◆ **Work order**:
Could you copy, word for word, only the lines from the one containing "Would you be able to indicate the bicycle frame" through the last line of the records below, both included?

*** Opening Provided records ***

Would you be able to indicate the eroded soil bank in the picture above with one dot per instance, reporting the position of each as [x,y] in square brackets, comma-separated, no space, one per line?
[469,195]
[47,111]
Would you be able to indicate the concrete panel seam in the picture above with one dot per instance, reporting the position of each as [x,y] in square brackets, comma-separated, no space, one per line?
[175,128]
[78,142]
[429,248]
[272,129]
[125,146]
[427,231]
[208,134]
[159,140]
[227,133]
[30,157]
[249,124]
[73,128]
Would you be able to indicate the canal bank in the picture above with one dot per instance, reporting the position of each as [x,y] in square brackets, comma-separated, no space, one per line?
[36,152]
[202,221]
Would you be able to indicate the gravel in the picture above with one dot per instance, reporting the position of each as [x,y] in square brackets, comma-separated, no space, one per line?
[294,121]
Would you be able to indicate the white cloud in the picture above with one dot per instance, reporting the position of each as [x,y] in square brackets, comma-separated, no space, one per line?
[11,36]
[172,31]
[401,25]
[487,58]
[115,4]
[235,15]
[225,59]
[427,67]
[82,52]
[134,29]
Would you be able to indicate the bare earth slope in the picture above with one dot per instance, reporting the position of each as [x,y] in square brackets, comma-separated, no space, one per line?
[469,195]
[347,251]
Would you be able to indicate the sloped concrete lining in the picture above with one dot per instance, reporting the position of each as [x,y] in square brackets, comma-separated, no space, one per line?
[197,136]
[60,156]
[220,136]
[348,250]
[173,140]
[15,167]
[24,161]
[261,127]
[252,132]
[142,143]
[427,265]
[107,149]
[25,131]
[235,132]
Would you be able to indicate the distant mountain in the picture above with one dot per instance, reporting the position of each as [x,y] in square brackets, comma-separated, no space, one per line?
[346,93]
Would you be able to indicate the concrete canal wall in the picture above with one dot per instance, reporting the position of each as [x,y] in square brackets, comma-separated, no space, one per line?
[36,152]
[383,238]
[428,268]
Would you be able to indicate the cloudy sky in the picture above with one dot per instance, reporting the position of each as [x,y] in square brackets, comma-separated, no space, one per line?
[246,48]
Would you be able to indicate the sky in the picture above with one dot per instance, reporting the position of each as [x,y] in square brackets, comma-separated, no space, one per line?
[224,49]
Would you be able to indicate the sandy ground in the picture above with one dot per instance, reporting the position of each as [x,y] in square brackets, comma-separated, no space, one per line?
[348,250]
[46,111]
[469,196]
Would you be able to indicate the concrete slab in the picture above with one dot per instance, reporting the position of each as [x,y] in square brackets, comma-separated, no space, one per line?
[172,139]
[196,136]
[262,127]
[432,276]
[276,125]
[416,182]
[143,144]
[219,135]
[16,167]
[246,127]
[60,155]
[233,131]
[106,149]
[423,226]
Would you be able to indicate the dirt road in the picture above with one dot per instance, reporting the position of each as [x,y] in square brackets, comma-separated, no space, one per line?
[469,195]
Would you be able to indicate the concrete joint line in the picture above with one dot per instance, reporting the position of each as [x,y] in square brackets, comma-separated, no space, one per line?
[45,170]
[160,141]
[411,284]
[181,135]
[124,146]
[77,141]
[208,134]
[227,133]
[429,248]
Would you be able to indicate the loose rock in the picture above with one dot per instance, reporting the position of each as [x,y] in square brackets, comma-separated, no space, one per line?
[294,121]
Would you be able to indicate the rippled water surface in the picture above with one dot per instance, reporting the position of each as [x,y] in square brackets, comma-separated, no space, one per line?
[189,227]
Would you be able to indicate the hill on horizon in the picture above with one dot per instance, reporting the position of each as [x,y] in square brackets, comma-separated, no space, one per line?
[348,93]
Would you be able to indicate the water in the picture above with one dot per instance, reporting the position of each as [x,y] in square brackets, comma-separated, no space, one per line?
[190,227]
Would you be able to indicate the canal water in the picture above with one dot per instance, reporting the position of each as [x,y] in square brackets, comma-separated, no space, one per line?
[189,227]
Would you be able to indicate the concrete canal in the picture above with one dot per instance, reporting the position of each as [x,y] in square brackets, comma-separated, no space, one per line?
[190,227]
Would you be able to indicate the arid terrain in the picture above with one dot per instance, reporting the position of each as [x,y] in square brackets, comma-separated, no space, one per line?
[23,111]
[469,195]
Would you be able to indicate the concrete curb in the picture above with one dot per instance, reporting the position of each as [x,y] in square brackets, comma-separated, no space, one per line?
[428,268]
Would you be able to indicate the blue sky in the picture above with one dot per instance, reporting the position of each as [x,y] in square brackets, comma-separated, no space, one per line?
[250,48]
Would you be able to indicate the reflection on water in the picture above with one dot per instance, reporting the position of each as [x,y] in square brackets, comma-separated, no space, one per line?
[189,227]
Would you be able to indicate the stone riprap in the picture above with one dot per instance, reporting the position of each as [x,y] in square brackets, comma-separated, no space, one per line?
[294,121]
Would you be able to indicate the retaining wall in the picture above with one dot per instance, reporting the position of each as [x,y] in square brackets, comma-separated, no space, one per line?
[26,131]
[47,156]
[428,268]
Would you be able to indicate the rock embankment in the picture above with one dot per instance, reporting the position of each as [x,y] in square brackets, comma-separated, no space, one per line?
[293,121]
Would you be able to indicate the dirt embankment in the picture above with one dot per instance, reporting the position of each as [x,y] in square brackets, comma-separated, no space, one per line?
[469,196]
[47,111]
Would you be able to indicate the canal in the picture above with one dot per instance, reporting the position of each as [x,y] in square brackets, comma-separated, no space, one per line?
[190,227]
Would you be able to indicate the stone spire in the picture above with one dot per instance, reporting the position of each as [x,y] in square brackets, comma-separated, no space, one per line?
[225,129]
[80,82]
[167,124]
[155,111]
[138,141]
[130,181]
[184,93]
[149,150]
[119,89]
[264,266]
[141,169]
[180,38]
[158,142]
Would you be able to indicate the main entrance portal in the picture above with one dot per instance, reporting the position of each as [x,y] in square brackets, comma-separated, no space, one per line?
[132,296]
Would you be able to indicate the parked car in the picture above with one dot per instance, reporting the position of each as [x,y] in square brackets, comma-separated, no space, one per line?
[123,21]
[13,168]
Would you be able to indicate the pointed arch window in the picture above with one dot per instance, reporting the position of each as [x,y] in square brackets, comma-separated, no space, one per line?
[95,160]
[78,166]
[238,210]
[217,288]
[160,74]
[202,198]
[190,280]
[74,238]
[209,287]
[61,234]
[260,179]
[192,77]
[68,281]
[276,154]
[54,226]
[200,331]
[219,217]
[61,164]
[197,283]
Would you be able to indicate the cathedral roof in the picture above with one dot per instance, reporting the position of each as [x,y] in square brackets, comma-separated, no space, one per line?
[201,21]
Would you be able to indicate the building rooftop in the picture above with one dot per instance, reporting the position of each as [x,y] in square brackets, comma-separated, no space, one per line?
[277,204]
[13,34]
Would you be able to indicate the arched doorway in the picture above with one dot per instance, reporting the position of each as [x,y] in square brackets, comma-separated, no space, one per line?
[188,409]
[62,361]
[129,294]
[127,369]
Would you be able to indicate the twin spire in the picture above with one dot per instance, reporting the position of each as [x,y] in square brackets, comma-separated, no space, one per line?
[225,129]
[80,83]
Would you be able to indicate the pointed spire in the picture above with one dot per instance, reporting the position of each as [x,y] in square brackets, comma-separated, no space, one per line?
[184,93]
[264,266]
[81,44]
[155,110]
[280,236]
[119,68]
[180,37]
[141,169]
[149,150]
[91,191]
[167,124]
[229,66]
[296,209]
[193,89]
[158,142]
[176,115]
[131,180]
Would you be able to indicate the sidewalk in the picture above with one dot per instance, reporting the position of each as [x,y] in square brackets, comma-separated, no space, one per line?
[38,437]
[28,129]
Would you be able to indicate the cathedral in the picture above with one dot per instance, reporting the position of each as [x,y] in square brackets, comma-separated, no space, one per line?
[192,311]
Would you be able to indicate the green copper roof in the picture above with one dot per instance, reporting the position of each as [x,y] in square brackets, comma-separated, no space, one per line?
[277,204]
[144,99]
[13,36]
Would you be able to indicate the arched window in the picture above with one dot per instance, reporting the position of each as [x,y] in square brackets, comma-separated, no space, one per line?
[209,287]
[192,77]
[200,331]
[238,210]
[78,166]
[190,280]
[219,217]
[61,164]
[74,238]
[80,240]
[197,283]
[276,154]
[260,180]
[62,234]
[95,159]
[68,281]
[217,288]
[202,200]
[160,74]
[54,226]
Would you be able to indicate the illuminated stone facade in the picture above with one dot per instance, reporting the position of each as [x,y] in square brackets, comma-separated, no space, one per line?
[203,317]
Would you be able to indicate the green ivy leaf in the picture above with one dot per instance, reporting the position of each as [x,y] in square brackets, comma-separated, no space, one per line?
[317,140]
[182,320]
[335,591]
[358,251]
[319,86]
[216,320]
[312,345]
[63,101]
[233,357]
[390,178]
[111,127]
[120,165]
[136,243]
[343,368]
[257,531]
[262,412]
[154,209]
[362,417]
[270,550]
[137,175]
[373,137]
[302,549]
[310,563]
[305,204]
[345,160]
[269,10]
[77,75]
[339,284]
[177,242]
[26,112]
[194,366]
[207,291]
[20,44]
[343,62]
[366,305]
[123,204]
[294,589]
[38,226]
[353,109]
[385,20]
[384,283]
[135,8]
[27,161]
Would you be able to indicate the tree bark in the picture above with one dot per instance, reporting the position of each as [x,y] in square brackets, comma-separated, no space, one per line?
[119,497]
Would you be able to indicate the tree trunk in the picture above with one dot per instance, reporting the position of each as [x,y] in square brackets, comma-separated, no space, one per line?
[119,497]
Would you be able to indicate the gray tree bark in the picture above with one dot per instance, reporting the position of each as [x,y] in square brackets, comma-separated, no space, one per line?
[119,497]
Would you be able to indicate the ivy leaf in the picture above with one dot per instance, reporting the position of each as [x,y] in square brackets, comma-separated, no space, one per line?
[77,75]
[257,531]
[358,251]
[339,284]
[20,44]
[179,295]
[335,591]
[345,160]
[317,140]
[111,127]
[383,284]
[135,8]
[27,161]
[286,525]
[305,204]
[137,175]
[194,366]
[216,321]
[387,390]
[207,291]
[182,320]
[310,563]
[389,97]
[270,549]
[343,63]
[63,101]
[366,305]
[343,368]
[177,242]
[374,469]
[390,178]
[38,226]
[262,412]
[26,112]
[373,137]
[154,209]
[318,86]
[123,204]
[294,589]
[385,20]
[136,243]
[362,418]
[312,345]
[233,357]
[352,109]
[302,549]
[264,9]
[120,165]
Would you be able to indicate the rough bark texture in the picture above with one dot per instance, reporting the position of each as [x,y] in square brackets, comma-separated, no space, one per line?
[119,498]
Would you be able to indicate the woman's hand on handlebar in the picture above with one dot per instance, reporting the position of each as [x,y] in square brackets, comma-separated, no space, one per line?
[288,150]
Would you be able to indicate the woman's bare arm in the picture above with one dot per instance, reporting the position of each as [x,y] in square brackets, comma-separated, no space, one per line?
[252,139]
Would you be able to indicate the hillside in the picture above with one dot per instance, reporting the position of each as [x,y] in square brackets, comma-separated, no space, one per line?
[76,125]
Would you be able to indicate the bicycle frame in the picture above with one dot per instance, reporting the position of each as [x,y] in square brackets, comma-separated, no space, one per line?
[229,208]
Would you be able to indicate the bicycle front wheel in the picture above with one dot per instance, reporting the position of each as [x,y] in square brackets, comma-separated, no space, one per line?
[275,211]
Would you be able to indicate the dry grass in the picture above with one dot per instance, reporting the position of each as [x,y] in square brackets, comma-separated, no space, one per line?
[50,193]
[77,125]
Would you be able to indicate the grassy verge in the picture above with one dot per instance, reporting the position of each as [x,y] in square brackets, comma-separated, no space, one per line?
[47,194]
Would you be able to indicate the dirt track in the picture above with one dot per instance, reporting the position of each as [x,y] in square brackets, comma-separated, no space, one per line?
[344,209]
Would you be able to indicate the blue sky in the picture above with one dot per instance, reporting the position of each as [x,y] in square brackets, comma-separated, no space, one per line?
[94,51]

*** Closing Provided records ***

◆ **Solution to this problem**:
Would you be able to indicate the bicycle frame in the picture above with one dot per instance, reporting the position of each as [x,y] in square brackets, comma-separated, no space, one per line?
[229,208]
Would you be able to indicate the bicycle front wheel in the picture above with one dot per instance, reporting the position of each as [x,y] in square brackets, comma-separated, no space, one per line?
[275,211]
Would you be able to indicate the dry grass in the picture above with one dot per instance, reporting the position of each as [x,y] in square brackets, comma-separated, no space, one per line?
[50,193]
[77,125]
Would you be able to indicate the grassy verge in the picture above with one dot per instance, reporting the position of each as [x,y] in square brackets, comma-separated, no space, one per line?
[47,194]
Would you be able to indicate the dirt track in the picture above with one dot per instance, reporting the position of each as [x,y] in square brackets, comma-separated, no space, one per line?
[344,209]
Would you be able to indicate the blue sky in the picture above with one dot per instance, reporting the position of each as [x,y] in square brackets, comma-separated, no space, one per line?
[94,51]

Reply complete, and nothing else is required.